Object location annotation data:
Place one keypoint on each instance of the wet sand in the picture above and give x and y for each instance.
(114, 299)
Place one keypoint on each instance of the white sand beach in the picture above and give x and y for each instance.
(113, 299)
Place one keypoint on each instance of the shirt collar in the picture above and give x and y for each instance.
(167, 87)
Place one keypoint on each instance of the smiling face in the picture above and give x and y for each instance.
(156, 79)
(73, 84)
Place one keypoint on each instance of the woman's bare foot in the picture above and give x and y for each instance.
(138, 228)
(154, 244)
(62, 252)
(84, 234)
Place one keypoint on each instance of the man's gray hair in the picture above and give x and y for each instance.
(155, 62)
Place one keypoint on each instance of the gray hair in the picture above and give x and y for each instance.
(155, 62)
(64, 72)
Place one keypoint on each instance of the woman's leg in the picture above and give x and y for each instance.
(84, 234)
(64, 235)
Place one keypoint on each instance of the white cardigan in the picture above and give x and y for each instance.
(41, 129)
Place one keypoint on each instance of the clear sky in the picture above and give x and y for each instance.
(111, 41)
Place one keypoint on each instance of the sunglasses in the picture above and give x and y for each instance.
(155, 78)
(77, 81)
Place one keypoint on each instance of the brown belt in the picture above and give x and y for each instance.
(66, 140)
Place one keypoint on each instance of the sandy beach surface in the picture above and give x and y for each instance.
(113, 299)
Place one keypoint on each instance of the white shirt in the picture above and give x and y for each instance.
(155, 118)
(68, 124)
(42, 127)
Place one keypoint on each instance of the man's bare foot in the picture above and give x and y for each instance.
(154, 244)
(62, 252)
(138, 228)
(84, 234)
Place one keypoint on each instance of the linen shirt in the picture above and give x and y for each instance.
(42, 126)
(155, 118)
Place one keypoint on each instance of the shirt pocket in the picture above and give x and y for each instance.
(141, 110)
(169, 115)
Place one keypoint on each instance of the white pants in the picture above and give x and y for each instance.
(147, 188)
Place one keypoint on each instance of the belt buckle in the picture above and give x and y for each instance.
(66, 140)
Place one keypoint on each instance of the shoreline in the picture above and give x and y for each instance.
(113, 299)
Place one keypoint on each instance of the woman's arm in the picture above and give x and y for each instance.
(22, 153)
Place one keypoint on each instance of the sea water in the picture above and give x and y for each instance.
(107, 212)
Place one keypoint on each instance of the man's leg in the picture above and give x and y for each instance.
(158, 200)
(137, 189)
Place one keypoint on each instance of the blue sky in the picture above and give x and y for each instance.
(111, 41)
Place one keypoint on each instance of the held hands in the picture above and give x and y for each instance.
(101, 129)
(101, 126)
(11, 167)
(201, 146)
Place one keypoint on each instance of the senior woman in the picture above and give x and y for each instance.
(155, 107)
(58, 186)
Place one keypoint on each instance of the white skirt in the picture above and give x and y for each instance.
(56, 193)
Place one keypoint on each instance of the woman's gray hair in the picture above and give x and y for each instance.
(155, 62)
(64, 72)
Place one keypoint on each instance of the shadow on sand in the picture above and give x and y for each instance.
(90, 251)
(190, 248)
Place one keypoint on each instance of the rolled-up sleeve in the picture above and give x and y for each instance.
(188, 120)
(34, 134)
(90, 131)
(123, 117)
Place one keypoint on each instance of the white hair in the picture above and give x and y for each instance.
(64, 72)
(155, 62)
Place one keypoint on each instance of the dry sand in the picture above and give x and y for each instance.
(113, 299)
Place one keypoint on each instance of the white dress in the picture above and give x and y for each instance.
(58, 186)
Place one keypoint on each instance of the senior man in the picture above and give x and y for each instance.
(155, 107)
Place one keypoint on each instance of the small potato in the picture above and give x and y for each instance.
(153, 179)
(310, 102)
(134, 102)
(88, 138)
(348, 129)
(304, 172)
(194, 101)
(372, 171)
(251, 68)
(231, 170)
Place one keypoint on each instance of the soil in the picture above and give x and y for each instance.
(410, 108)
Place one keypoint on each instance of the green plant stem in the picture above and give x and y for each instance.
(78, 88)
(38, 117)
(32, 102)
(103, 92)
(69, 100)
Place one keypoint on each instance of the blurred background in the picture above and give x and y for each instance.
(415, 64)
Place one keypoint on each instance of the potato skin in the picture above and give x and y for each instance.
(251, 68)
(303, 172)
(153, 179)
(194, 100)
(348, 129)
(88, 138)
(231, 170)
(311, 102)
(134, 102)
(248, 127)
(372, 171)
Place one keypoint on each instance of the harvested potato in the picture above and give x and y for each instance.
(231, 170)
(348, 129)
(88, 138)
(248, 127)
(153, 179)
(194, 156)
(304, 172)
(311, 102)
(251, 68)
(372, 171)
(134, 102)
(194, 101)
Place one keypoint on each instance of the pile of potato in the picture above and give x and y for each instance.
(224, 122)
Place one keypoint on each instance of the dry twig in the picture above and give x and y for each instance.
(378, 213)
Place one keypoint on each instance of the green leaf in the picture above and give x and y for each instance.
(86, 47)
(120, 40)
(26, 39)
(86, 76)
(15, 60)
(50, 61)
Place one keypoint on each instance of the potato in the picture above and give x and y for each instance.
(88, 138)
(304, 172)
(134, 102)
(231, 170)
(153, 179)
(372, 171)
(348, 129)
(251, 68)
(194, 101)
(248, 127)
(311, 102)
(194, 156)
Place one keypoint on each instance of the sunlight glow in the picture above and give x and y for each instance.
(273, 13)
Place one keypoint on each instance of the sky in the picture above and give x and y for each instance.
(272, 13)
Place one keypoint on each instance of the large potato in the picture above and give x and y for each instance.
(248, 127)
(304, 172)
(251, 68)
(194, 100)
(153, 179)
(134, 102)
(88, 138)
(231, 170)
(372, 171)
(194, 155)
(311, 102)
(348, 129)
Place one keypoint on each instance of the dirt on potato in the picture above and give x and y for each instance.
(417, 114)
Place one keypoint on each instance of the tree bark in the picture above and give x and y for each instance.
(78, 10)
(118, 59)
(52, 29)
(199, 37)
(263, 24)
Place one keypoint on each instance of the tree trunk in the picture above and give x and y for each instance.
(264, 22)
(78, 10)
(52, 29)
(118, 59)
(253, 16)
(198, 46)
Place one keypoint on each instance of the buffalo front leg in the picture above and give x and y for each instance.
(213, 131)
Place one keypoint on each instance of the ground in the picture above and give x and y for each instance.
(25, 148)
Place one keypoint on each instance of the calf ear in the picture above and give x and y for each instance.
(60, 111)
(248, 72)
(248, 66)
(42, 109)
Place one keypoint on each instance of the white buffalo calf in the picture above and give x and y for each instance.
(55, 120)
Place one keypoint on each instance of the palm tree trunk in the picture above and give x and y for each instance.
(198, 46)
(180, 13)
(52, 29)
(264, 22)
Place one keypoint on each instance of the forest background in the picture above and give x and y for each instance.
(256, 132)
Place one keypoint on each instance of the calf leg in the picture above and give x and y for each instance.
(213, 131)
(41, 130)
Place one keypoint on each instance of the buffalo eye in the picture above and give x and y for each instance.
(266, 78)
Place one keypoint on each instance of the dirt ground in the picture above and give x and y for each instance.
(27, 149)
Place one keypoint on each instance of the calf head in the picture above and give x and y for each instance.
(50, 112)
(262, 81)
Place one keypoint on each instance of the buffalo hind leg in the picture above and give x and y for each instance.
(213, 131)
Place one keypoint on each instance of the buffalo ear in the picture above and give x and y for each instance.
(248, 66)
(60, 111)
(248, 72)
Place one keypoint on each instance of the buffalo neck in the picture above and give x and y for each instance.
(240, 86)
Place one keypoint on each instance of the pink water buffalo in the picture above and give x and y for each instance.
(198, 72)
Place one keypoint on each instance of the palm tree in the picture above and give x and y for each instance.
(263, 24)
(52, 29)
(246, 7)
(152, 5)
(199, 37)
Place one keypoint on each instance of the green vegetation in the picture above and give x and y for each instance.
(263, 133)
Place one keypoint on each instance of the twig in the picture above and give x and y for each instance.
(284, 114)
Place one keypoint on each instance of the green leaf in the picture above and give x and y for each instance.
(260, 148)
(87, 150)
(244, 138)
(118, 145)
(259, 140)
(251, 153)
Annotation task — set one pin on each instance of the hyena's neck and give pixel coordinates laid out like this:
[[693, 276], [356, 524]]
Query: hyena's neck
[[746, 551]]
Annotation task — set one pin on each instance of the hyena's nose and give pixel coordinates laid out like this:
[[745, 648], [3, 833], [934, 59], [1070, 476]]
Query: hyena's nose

### PROBLEM TO WORK ON:
Give every line of the listing above, from the line containing "Place one keypoint on each instance of the buffalo neck" through the final line inclusive, as a JSON list of strings with one string per line and blank lines omitted.

### FINISHED EXERCISE:
[
  "Place one keypoint on each instance of the buffalo neck in the picture above and give x and y for each instance.",
  "(240, 86)",
  "Place one keypoint on each instance of the pink water buffalo in the picture above and give x and y for each instance.",
  "(198, 72)",
  "Place one keypoint on each instance of the palm tree in the picture above and give x and y for each instance.",
  "(263, 24)",
  "(52, 29)",
  "(246, 7)",
  "(152, 5)",
  "(199, 37)",
  "Place one keypoint on each instance of the green vegetation in the picture above and give x and y for each instance.",
  "(263, 133)",
  "Place one keypoint on each instance of the twig in the picture above and give x and y for each instance.",
  "(284, 114)",
  "Place one keypoint on each instance of the green leaf in the picture above and give x and y for each instance.",
  "(260, 148)",
  "(87, 150)",
  "(244, 138)",
  "(118, 145)",
  "(259, 140)",
  "(251, 153)",
  "Annotation task — set one pin on each instance of the hyena's neck and give pixel coordinates laid out like this:",
  "[[693, 276], [356, 524]]",
  "Query: hyena's neck",
  "[[746, 551]]",
  "Annotation task — set one pin on each instance of the hyena's nose and give pixel coordinates laid out like this:",
  "[[745, 648], [3, 833], [934, 59], [1070, 476]]",
  "Query: hyena's nose"
]